• GOAL OF THE EXERCISE: Return the entries below verbatim, everything from the line containing "Accessibility tool request: describe where the red" down to the line containing "xmin=173 ymin=99 xmax=215 ymax=288", with both of those lines included.

• GIVEN INFORMATION:
··········

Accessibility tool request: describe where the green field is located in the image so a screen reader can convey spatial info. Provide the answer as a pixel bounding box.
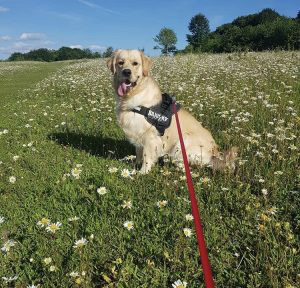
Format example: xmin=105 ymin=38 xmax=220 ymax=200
xmin=0 ymin=52 xmax=300 ymax=288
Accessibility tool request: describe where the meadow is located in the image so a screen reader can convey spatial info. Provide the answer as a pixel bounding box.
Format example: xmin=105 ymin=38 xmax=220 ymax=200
xmin=0 ymin=51 xmax=300 ymax=288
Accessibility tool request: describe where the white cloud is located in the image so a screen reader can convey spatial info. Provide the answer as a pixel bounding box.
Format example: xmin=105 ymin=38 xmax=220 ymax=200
xmin=0 ymin=35 xmax=11 ymax=41
xmin=20 ymin=33 xmax=45 ymax=41
xmin=48 ymin=12 xmax=82 ymax=22
xmin=0 ymin=6 xmax=10 ymax=13
xmin=78 ymin=0 xmax=121 ymax=15
xmin=78 ymin=0 xmax=99 ymax=8
xmin=70 ymin=45 xmax=83 ymax=49
xmin=89 ymin=45 xmax=107 ymax=51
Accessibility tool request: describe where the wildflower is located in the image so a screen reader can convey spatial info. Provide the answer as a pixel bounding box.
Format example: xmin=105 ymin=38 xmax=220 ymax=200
xmin=108 ymin=167 xmax=118 ymax=173
xmin=185 ymin=214 xmax=194 ymax=221
xmin=73 ymin=238 xmax=88 ymax=249
xmin=9 ymin=176 xmax=17 ymax=184
xmin=43 ymin=257 xmax=52 ymax=265
xmin=123 ymin=221 xmax=133 ymax=230
xmin=68 ymin=216 xmax=80 ymax=222
xmin=2 ymin=275 xmax=19 ymax=283
xmin=97 ymin=187 xmax=107 ymax=195
xmin=183 ymin=228 xmax=193 ymax=238
xmin=121 ymin=200 xmax=132 ymax=209
xmin=71 ymin=167 xmax=82 ymax=179
xmin=156 ymin=200 xmax=168 ymax=208
xmin=69 ymin=271 xmax=79 ymax=278
xmin=37 ymin=218 xmax=50 ymax=227
xmin=268 ymin=207 xmax=277 ymax=215
xmin=49 ymin=265 xmax=57 ymax=272
xmin=172 ymin=280 xmax=187 ymax=288
xmin=121 ymin=169 xmax=131 ymax=178
xmin=46 ymin=222 xmax=61 ymax=233
xmin=1 ymin=240 xmax=15 ymax=253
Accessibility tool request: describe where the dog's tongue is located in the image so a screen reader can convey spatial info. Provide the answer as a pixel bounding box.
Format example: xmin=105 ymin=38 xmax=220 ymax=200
xmin=118 ymin=82 xmax=129 ymax=96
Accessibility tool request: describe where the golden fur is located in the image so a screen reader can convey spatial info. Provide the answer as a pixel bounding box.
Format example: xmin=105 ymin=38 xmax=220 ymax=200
xmin=107 ymin=50 xmax=237 ymax=174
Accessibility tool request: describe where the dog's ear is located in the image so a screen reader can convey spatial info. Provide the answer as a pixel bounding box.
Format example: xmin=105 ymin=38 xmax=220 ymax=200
xmin=106 ymin=50 xmax=118 ymax=74
xmin=141 ymin=51 xmax=152 ymax=76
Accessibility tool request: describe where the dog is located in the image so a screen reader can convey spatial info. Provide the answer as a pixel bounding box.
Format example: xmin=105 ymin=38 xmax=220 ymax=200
xmin=107 ymin=50 xmax=237 ymax=174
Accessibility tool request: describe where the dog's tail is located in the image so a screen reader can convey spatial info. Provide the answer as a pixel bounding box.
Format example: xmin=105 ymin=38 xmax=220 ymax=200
xmin=211 ymin=147 xmax=238 ymax=172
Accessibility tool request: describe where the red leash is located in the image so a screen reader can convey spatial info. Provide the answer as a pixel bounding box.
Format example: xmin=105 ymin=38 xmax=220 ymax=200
xmin=173 ymin=99 xmax=215 ymax=288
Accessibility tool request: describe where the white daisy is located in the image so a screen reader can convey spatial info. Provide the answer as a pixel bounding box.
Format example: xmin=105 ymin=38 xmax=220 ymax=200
xmin=172 ymin=280 xmax=187 ymax=288
xmin=71 ymin=167 xmax=82 ymax=179
xmin=73 ymin=238 xmax=88 ymax=249
xmin=185 ymin=214 xmax=194 ymax=221
xmin=121 ymin=169 xmax=131 ymax=178
xmin=1 ymin=240 xmax=16 ymax=253
xmin=9 ymin=176 xmax=17 ymax=184
xmin=97 ymin=187 xmax=107 ymax=195
xmin=123 ymin=221 xmax=133 ymax=230
xmin=121 ymin=200 xmax=132 ymax=209
xmin=43 ymin=257 xmax=52 ymax=265
xmin=69 ymin=271 xmax=79 ymax=278
xmin=183 ymin=228 xmax=193 ymax=238
xmin=46 ymin=222 xmax=61 ymax=233
xmin=108 ymin=167 xmax=118 ymax=173
xmin=156 ymin=200 xmax=168 ymax=208
xmin=37 ymin=218 xmax=50 ymax=227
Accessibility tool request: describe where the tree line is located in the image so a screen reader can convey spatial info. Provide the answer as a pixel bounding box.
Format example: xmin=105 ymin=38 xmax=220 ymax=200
xmin=154 ymin=8 xmax=300 ymax=55
xmin=8 ymin=47 xmax=113 ymax=62
xmin=8 ymin=8 xmax=300 ymax=62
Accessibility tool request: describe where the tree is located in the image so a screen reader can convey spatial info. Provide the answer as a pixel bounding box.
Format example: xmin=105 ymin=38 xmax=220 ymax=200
xmin=153 ymin=27 xmax=177 ymax=55
xmin=102 ymin=47 xmax=114 ymax=58
xmin=186 ymin=13 xmax=210 ymax=50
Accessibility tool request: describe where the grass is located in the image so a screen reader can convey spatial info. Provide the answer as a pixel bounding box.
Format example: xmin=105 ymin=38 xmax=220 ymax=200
xmin=0 ymin=52 xmax=300 ymax=288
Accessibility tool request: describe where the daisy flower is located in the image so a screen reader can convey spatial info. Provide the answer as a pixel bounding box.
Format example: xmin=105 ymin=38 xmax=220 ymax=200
xmin=9 ymin=176 xmax=17 ymax=184
xmin=156 ymin=200 xmax=168 ymax=208
xmin=69 ymin=271 xmax=79 ymax=278
xmin=43 ymin=257 xmax=52 ymax=265
xmin=49 ymin=265 xmax=57 ymax=272
xmin=108 ymin=167 xmax=118 ymax=173
xmin=1 ymin=240 xmax=16 ymax=253
xmin=13 ymin=155 xmax=20 ymax=161
xmin=183 ymin=228 xmax=193 ymax=238
xmin=37 ymin=218 xmax=50 ymax=227
xmin=123 ymin=221 xmax=133 ymax=230
xmin=73 ymin=238 xmax=88 ymax=249
xmin=46 ymin=222 xmax=61 ymax=233
xmin=121 ymin=169 xmax=131 ymax=178
xmin=68 ymin=216 xmax=80 ymax=222
xmin=97 ymin=187 xmax=107 ymax=195
xmin=2 ymin=275 xmax=19 ymax=283
xmin=172 ymin=280 xmax=187 ymax=288
xmin=121 ymin=200 xmax=132 ymax=209
xmin=185 ymin=214 xmax=194 ymax=221
xmin=71 ymin=167 xmax=82 ymax=179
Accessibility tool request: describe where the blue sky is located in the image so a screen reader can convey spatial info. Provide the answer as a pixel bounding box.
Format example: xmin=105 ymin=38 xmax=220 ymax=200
xmin=0 ymin=0 xmax=300 ymax=59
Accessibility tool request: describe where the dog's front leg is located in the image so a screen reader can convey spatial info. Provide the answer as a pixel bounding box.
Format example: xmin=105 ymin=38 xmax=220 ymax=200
xmin=135 ymin=146 xmax=143 ymax=165
xmin=140 ymin=136 xmax=162 ymax=174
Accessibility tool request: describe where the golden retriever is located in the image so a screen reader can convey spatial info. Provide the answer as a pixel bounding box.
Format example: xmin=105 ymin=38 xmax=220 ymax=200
xmin=107 ymin=50 xmax=237 ymax=174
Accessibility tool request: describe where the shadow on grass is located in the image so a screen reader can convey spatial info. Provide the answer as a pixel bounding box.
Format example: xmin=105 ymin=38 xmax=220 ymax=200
xmin=48 ymin=132 xmax=135 ymax=159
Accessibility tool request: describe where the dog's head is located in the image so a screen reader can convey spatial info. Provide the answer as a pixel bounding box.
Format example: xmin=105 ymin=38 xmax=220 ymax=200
xmin=107 ymin=50 xmax=151 ymax=97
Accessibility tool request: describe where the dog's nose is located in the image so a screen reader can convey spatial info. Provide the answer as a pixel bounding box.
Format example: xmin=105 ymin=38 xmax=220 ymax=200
xmin=122 ymin=69 xmax=131 ymax=77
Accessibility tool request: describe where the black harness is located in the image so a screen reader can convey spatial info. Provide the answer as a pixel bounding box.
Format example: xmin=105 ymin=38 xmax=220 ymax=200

··········

• COMPLETE RESPONSE:
Accessibility tool request: describe where the red leash is located in the image so a screen reader can convey spatial info. Provide the answer as a pixel bounding box.
Format example: xmin=105 ymin=38 xmax=220 ymax=200
xmin=173 ymin=99 xmax=215 ymax=288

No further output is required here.